**INSTRUCTIONS FOR THE TASK**
Convert all of the material below into a numbered list, leaving out any blank lines.

**Saved dataset items**
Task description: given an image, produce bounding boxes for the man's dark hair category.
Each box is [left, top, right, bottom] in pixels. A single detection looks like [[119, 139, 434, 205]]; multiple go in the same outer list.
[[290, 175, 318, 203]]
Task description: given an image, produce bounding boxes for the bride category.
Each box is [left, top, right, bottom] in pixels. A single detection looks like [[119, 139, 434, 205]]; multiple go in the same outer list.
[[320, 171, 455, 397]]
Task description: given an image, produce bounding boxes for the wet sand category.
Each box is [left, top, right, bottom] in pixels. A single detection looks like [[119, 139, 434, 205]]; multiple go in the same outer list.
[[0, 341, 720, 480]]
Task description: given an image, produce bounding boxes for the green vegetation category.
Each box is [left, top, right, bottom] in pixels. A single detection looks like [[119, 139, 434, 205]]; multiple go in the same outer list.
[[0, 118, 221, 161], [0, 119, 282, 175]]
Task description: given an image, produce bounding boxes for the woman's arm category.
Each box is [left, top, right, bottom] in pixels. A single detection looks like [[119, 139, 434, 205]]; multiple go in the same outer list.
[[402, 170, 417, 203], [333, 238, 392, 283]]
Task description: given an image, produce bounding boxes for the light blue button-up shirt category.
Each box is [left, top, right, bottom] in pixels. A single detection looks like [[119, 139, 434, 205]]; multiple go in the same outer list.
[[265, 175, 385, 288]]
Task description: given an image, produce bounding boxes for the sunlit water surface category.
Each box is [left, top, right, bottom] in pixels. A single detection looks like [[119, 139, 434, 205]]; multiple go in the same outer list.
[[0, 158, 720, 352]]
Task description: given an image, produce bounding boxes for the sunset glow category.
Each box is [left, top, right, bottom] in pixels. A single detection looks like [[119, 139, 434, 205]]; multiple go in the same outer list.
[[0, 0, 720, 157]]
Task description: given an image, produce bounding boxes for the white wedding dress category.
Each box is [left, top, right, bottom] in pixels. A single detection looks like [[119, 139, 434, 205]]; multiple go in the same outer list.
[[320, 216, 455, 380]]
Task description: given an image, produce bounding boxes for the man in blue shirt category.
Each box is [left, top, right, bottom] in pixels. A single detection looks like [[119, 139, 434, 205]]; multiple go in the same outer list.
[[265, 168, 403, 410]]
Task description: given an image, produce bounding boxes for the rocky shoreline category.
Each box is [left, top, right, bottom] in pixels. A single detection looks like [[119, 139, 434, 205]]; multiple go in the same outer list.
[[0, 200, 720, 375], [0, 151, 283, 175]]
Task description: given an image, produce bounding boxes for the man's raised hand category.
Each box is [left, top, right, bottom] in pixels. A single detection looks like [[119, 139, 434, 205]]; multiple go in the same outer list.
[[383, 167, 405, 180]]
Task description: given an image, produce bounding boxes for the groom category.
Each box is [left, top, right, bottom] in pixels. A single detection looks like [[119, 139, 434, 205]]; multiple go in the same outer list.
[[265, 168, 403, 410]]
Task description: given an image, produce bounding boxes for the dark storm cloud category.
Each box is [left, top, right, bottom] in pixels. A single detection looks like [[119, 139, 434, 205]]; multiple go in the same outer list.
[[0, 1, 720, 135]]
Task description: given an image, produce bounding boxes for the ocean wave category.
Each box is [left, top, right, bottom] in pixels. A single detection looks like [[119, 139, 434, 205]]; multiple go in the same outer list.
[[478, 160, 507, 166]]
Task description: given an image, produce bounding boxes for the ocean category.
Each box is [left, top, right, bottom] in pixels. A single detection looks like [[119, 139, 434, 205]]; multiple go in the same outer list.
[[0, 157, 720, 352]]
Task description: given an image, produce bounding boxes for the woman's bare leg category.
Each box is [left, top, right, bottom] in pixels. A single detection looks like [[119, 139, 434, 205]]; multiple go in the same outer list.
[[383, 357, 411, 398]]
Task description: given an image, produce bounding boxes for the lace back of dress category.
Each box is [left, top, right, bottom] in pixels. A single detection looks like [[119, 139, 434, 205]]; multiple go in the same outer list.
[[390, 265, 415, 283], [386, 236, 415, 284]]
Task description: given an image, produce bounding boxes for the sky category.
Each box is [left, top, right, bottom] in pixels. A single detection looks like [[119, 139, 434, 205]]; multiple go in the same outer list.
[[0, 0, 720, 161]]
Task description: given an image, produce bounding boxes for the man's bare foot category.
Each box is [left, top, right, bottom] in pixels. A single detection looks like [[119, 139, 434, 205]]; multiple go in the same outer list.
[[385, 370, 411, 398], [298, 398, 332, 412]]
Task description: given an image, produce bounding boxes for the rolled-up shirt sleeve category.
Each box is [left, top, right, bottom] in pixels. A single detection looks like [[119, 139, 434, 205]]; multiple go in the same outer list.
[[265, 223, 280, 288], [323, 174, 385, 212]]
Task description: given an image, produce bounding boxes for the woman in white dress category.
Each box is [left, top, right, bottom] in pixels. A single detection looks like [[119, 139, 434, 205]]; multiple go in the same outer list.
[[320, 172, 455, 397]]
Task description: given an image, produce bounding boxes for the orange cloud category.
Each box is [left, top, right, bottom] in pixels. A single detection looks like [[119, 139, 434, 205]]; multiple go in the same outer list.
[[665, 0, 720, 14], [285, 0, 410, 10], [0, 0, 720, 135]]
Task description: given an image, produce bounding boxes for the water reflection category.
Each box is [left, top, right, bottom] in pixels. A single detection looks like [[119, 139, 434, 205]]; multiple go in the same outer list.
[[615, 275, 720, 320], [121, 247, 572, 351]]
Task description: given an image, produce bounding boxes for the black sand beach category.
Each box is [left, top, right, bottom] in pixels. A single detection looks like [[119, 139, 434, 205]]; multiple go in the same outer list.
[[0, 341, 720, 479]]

**RESPONSE TO THIS EXERCISE**
1. Task description: given an image, produce bounding boxes for the man's dark hair category.
2. Each box is [left, top, right, bottom] in pixels. A single detection looks like [[119, 139, 434, 205]]; multiple go in the same outer list.
3. [[290, 175, 318, 203]]
4. Task description: given an image, produce bounding boxes for the bride category.
5. Each box is [left, top, right, bottom] in pixels. A single detection looks like [[119, 139, 434, 205]]; multiple go in the same outer list.
6. [[320, 171, 455, 397]]
7. Task description: given an image, produce bounding boxes for the wet sand category.
8. Each box is [left, top, right, bottom] in pixels. A single detection looks like [[119, 139, 434, 205]]; multiple go in the same outer list.
9. [[0, 341, 720, 480]]
10. Task description: given an image, produce bounding boxes for the green vegetation category.
11. Each box is [left, top, right, bottom] in pixels. A single detection looks like [[119, 139, 434, 205]]; multiple go in the same outer list.
12. [[0, 118, 221, 161], [0, 119, 282, 175]]
13. Task description: given an image, produce bounding boxes for the woman's arm category.
14. Each box is [left, top, right, bottom] in pixels. A single detection looks like [[119, 139, 434, 205]]; multiple go in the same outer list.
15. [[402, 170, 417, 203], [333, 238, 392, 283]]
16. Task description: given an image, produce bounding boxes for the light blue button-up shirt category.
17. Each box is [left, top, right, bottom] in pixels. A single detection looks like [[119, 139, 434, 205]]; multiple go in the same outer list.
18. [[265, 175, 385, 288]]
19. Task description: given an image, produce bounding boxes for the sunlit water surface category.
20. Each box is [left, top, right, bottom] in pixels. A single detection looks like [[119, 139, 434, 205]]; multiple go in the same outer list.
21. [[0, 158, 720, 352]]
22. Task description: given an image, produce bounding boxes for the sunset glow category.
23. Each box is [left, top, right, bottom] in pixels. A single detection looks like [[119, 139, 434, 205]]; multiple go in the same outer list.
24. [[0, 0, 720, 157]]
25. Task description: given an image, produce bounding boxes for the white wedding dress category.
26. Each box is [left, top, right, bottom] in pixels. A single detection looks like [[119, 139, 434, 205]]; multiple go in the same outer list.
27. [[320, 216, 455, 380]]
28. Task description: given an image, produce bounding boxes for the man in blue shirt category.
29. Each box is [left, top, right, bottom] in pixels. A single detection looks like [[119, 139, 434, 205]]; multiple go in the same outer list.
30. [[265, 168, 403, 410]]
31. Task description: given an image, produce bounding boxes for the rocky shoreline category.
32. Each box is [left, top, right, bottom] in pixels. A single detection looks like [[119, 139, 434, 205]]; multiple go in the same outer list.
33. [[0, 200, 720, 375], [0, 151, 283, 175]]
34. Task description: given an image, produce bounding boxes for the man's raised hand category.
35. Each box is [left, top, right, bottom] in pixels. A single detection looks like [[119, 139, 434, 205]]; multiple go in the same outer list.
36. [[383, 167, 405, 180]]
37. Task description: given an image, produce bounding boxes for the groom category.
38. Each box is [left, top, right, bottom] in pixels. A single detection looks like [[119, 139, 434, 205]]; multiple go in the same outer list.
39. [[265, 168, 403, 410]]
40. Task description: given an image, produce bounding boxes for the dark storm cloud category.
41. Each box is [left, top, right, bottom] in pixels. A single detection looks like [[119, 139, 434, 205]]; multiple go in the same outer list.
42. [[0, 1, 720, 135]]
43. Task description: given an image, produce bounding boxes for the ocean wave category.
44. Each box is [left, top, right, bottom] in pixels. A single detection looks like [[119, 139, 434, 205]]; multiple go in the same outer list.
45. [[478, 160, 507, 166]]
46. Task description: given an image, produce bounding boxes for the ocean category.
47. Each box is [left, top, right, bottom] in pixels. A single detection looks like [[119, 139, 434, 205]]; multiple go in the same outer list.
48. [[0, 157, 720, 352]]
49. Task description: given an image, produce bounding boxes for the woman's bare leg category.
50. Each box is [left, top, right, bottom] in pixels. A single detection looks like [[119, 139, 434, 205]]; multiple go in the same outer list.
51. [[383, 357, 411, 398]]
52. Task description: given an image, produce bounding boxes for the lace back of dress category.
53. Each box is [left, top, right, bottom] in pixels. A single detection looks like [[119, 139, 434, 205]]; multiple go in the same outer list.
54. [[390, 265, 415, 283], [386, 236, 415, 284]]
55. Task description: given an image, produce bounding boxes for the sky category.
56. Each box is [left, top, right, bottom] in pixels. A single detection looks like [[119, 139, 434, 205]]; multiple go in the same outer list.
57. [[0, 0, 720, 161]]
58. Task description: given an image, produce bounding boxes for the man's bare foot category.
59. Each box is [left, top, right, bottom] in pixels. A single detection looks like [[119, 139, 434, 205]]; multiple go in the same outer list.
60. [[385, 370, 411, 398], [298, 398, 332, 412]]
61. Task description: given an image, produce bounding boxes for the rolled-up shirt sleeve category.
62. Each box is [left, top, right, bottom] in pixels. A single detection looks like [[119, 139, 434, 205]]; multiple go in the same outer list.
63. [[265, 223, 280, 288], [323, 174, 385, 212]]
64. Task description: given an image, produce bounding boxes for the woman in white dress category.
65. Each box is [left, top, right, bottom] in pixels. A single detection looks like [[119, 139, 434, 205]]; multiple go in the same outer list.
66. [[320, 172, 455, 397]]
67. Task description: given an image, produce bounding boxes for the orange cloud category.
68. Each box is [left, top, right, bottom] in pixels. A single detection looks like [[119, 139, 434, 205]]; multiple go in the same outer list.
69. [[665, 0, 720, 14], [285, 0, 410, 10], [0, 0, 720, 135]]
70. Task description: given an image, produce bounding boxes for the water reflection category.
71. Each box is [left, top, right, bottom] in pixels. A single detection looks like [[119, 139, 434, 205]]; multiple go in the same outer list.
72. [[615, 275, 720, 320], [121, 247, 572, 351]]
73. Task description: given an image, produce bounding boxes for the black sand beach category.
74. Each box is [left, top, right, bottom] in pixels. A single detection looks like [[119, 139, 434, 205]]; multiple go in the same outer list.
75. [[0, 341, 720, 479]]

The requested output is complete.